*Short exercise*. Copy each line of the listing below exactly.

Records from a data collection

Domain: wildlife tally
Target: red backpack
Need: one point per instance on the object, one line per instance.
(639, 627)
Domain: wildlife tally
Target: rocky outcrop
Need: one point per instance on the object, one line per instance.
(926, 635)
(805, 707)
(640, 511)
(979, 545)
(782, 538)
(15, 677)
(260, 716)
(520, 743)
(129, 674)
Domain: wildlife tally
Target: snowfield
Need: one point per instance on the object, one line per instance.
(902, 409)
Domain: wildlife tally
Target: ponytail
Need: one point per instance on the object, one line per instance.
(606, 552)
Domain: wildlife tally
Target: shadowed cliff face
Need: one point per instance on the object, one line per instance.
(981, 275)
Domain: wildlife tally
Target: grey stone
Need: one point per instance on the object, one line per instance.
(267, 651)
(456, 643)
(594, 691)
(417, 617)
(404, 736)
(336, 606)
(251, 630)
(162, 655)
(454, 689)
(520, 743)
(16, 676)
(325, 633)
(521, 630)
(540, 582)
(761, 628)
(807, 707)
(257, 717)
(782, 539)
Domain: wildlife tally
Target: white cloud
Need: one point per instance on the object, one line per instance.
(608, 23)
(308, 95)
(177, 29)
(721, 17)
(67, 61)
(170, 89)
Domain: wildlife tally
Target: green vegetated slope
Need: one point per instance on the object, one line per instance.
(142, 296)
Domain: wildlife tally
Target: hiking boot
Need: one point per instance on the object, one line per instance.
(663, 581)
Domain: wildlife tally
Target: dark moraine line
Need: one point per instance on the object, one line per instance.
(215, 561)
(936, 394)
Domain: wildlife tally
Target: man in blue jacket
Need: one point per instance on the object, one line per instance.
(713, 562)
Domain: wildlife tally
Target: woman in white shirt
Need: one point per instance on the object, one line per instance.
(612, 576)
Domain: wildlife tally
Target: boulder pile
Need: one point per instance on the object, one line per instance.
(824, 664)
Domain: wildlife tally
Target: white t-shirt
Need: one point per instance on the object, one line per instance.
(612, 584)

*Response to this task*.
Domain: wildlife tally
Target: red backpack
Need: one point per instance on the object, one line per instance.
(639, 627)
Domain: wildlife tally
Target: rocky outcrop
Need: one point per instance on the object, one line per instance.
(926, 635)
(805, 707)
(640, 511)
(979, 545)
(782, 538)
(15, 677)
(260, 716)
(520, 743)
(129, 674)
Domain: wildlife tally
Target: snowfield
Need: one point per instance on the object, one line per instance.
(902, 409)
Domain: wildlife tally
Target: ponytail
Need: one point per instance on the object, one line per instance.
(606, 552)
Domain: wildlife tally
Target: shadowed cliff face
Need: one point per instance on the object, one line per instance.
(981, 275)
Domain: wildlife tally
Target: grey stone
Need: one point per instance on the object, one line per instance.
(267, 651)
(456, 643)
(594, 691)
(417, 617)
(404, 736)
(336, 606)
(251, 630)
(162, 655)
(454, 689)
(520, 743)
(16, 676)
(325, 633)
(521, 630)
(540, 582)
(761, 628)
(807, 707)
(257, 717)
(782, 539)
Domain: wildlife tally
Target: white cloud
Need: one point per instance on the object, one line per instance.
(608, 23)
(308, 95)
(177, 29)
(721, 17)
(67, 61)
(170, 89)
Domain: wildlife tally
Target: green vegetated slope
Need: one point per instance on the object, one line per instance.
(142, 296)
Domain: wildlife tally
Target: hiking boot
Need: one point per instance on the object, one line per instance.
(663, 581)
Domain: wildlife tally
Target: dark moraine line
Need: one point per instance on the object, one line per instance.
(215, 561)
(936, 394)
Domain: wildlife tally
Target: man in blue jacket
Need: one point per instance on the object, one line per instance.
(713, 562)
Domain: wildlife tally
Target: woman in white shirt
Need: one point per instance on the object, one line per instance.
(612, 576)
Domain: wildlife tally
Target: boulder pile
Need: one point per instance on the object, one line per instance.
(824, 664)
Domain: wildlife tally
Target: white t-shirt
Need: one point per instance on the object, one line per instance.
(612, 584)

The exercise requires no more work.